WHAT YOU ARE ASKED TO DO -> Could you set down every record below exactly as it appears?

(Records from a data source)
=== Section Start ===

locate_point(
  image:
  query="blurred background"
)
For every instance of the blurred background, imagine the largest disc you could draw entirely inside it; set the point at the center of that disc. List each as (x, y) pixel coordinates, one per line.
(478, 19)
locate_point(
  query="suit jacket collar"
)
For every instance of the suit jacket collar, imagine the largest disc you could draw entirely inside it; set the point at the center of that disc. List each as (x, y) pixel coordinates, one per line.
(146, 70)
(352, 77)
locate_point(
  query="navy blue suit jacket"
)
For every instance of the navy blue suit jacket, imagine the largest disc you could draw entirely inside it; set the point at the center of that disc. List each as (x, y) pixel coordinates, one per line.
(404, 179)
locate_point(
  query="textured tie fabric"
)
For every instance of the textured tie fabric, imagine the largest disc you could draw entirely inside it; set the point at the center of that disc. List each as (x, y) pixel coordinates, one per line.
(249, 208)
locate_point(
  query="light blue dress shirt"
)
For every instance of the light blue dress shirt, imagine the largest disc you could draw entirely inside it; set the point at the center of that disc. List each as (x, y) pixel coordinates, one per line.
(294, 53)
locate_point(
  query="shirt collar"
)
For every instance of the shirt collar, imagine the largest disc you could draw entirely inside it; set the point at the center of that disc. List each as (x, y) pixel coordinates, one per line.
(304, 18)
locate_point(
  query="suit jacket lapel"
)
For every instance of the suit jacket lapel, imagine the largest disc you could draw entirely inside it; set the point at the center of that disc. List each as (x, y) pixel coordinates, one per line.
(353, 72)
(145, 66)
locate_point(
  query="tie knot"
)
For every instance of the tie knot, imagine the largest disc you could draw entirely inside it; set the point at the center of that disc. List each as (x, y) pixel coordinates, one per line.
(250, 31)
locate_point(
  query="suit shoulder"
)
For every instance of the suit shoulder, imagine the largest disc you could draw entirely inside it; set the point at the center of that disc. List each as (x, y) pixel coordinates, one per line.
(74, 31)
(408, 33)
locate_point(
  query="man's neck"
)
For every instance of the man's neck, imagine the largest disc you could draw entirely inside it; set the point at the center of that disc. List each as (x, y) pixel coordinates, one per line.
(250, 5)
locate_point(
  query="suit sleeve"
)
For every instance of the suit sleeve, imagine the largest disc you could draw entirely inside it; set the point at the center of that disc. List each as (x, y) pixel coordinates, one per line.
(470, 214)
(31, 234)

=== Section End ===

ANSWER BELOW ->
locate_point(
  image:
  query="blurred background"
)
For every instance of the blurred background, imagine the largest disc you could draw entirely inside it; set the point at the center of that disc. List each as (x, y) pixel coordinates, one per line.
(478, 19)
locate_point(
  query="suit jacket collar"
)
For every instance of the suit jacket collar, imagine the largest disc you could draw entirely inside it; set the point at the center of that disc. List each as (x, y) pixel coordinates, one per line.
(146, 70)
(352, 77)
locate_point(
  query="navy blue suit jacket"
)
For every instance of the navy blue suit jacket, imagine the largest disc you could draw entirely inside it; set the point at the center of that disc. List each as (x, y) pixel coordinates, one per line.
(404, 179)
locate_point(
  query="textured tie fabric"
)
For every instance of the textured tie fabric, imagine the largest disc you could draw entirely inside it; set the point at the center of that disc. List each as (x, y) pixel coordinates, one per line.
(249, 208)
locate_point(
  query="light blue dress shirt"
)
For every instance of the light blue dress shirt, imagine the largest disc you could draw entirely inside it; set the point at the center of that disc. List each as (x, y) pixel coordinates, one per line.
(294, 53)
locate_point(
  query="shirt collar"
)
For every instance of the shirt collar, imagine the largest disc you could draw entirely inside it; set the point at the center of that disc. List each as (x, y) pixel coordinates, one per line.
(304, 18)
locate_point(
  query="suit jacket lapel"
)
For every instance of the suit jacket lapel, imagine the largest disc you could draw entirely inside it; set the point at the center of that disc. List each as (x, y) pixel coordinates, one per line.
(353, 72)
(145, 66)
locate_point(
  query="tie knot"
)
For every instance of the tie knot, imagine the largest disc you could draw entirely inside it; set the point at the center of that disc. List each as (x, y) pixel coordinates, one per line.
(250, 31)
locate_point(
  query="suit shoulder"
)
For every instance of the suit shoulder, imagine the largest disc you could draw entirely inside it; set the point at the center of that disc. List each as (x, y) pixel coordinates, one per line.
(74, 31)
(408, 33)
locate_point(
  query="man's neck"
)
For every instance of the man's neck, imagine the largest disc you could draw entirely inside it; set the point at the center of that disc. List each as (x, y) pixel coordinates, one per line.
(250, 5)
locate_point(
  query="suit sleeve"
)
For every instance of the suit sleeve, imagine the largest disc you could draw entirely inside it; set the point at the center of that disc. List each as (x, y) pixel coordinates, one per line.
(470, 214)
(31, 234)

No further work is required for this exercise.